● Task requirements:
1. Translate the sentence "Instead of reassuring them, I’d terrified them." from the story about a car conversation on the devil into Spanish.
2. Write what comes next in the story about a car conversation on the devil, starting after its final sentence.

* start Quoted text *

In the car a few weeks back, my children brought up a surprising subject.
“Daddy,” my oldest said, “do you believe in the devil?”
“Who’s that?” his little brother asked.
“He’s an angel that turned against God.” The big guy paused dramatically. “Against God. And now, he’s out there, trying to get us.”
“Um,” I said. “Yeah, but it’s not that bad. People who believe in the devil also believe that God keeps them safe. All you have to do is be strong and the devil can’t touch you.”
“Yeah.” I looked in the rearview mirror and saw that I had two incredibly attentive children in the back seat. “In the stories, the devil is always trying to tempt people to turn away from God. If you’re strong enough to say no, you’re fine.”
“Oh,” my youngest said, “that’s easy.”
“What if he promised you the thing you wanted most in the world?”
“Nah,” he said. “No problem.”
“What if he said you could live forever?”
A scared sort of quiet filled the back of the minivan, and I realized I’d gone too far. It was time to back track. “It’s not that bad,” I said. “Every time you’re strong, you get stronger. Like, let’s say you’re scared of the dark. Every time you walk to the light switch instead of running you get stronger. Or maybe you really want a piece of candy. Stopping yourself from grabbing or whining for it makes you stronger. Every time you stay in control, you get stronger.”
I could tell by the lack of response that I wasn’t getting anywhere. Instead of reassuring them, I’d terrified them.
“There are a lot of stories,” I said, “where people beat the devil.”
My oldest perked up. “Really?”
“Yep,” I said. I told them the story of Stingy Jack (you can read it here at history.com), but it didn’t help too much. You might even say it made things worse.

* end Quoted text *
* start Raw records *

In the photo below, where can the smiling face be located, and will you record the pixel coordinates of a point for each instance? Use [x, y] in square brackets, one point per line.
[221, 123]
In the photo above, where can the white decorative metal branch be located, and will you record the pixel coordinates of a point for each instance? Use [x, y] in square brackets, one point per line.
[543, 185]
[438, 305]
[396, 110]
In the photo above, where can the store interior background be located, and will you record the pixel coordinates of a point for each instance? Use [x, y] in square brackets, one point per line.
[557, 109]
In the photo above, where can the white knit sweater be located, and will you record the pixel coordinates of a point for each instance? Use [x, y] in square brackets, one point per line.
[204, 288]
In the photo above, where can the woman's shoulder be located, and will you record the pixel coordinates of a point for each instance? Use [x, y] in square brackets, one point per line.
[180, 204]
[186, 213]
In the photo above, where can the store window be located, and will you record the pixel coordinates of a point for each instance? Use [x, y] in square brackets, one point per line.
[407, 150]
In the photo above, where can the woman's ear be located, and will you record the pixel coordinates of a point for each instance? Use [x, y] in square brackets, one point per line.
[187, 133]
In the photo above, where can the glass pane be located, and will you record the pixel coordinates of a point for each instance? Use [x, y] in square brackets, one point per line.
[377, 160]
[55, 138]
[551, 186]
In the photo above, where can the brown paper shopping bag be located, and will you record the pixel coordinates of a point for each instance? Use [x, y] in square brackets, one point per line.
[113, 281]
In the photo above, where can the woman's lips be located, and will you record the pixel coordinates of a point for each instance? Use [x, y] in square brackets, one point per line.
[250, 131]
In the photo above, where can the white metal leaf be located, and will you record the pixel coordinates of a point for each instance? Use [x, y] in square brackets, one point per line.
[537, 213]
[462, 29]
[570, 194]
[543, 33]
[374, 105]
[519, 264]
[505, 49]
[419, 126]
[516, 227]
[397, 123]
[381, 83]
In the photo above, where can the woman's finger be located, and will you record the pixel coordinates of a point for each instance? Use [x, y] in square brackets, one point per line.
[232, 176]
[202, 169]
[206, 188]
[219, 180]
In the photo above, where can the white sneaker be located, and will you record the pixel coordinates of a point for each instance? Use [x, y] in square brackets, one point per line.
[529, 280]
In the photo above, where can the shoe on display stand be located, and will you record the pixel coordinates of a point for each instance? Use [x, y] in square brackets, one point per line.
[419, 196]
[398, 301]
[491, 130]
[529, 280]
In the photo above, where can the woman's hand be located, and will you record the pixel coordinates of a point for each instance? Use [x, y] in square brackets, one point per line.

* end Raw records *

● Responses:
1. En lugar de tranquilizarlos, los había aterrorizado.

2.
As we pulled into the garage, inspiration struck. It was already past bedtime, but I knew I couldn’t send them to bed like this. “There’s also the story of the fiddler,” I said.
“Not another story,” my oldest said. He looked pretty pale.
“Fiddler?” his little brother asked.
“I’m not telling this one,” I said, “because there’s a guy who tells it a whole lot better than me.”
That got their attention. It’s not too often that I say someone else is a better storyteller than me. I herded them to the computer, did a quick search online, and cranked up The Devil Went Down to Georgia by The Charlie Daniels Band.
The song grabbed ’em right away. They went completely still as they concentrated on hearing the lyrics.
Then the devil started playing the fiddle, with his band of demons playing backup. “No fair,” my oldest shouted. “That’s not fair!”
“That’s the devil,” I said quietly.
My youngest’s eyes were as wide as saucers. “He’s good! He’s too good!”
“Just wait,” I whispered under the music.
Then Johnny started to play and their two scared faces lit up with giant smiles. My oldest hopped up and down, pumping his fist and spinning. My youngest crossed his arms and nodded, like he’d known all along that Johnny would win.
The music whirled on. “I told you once, you son of a gun, I’m the best that’s ever been.”
“YEAH!” My oldest couldn’t contain himself any longer. “You son of a gun!”
The song ended. “Come on guys,” I said. “Bedtime.”
Thank you, Charlie Daniels.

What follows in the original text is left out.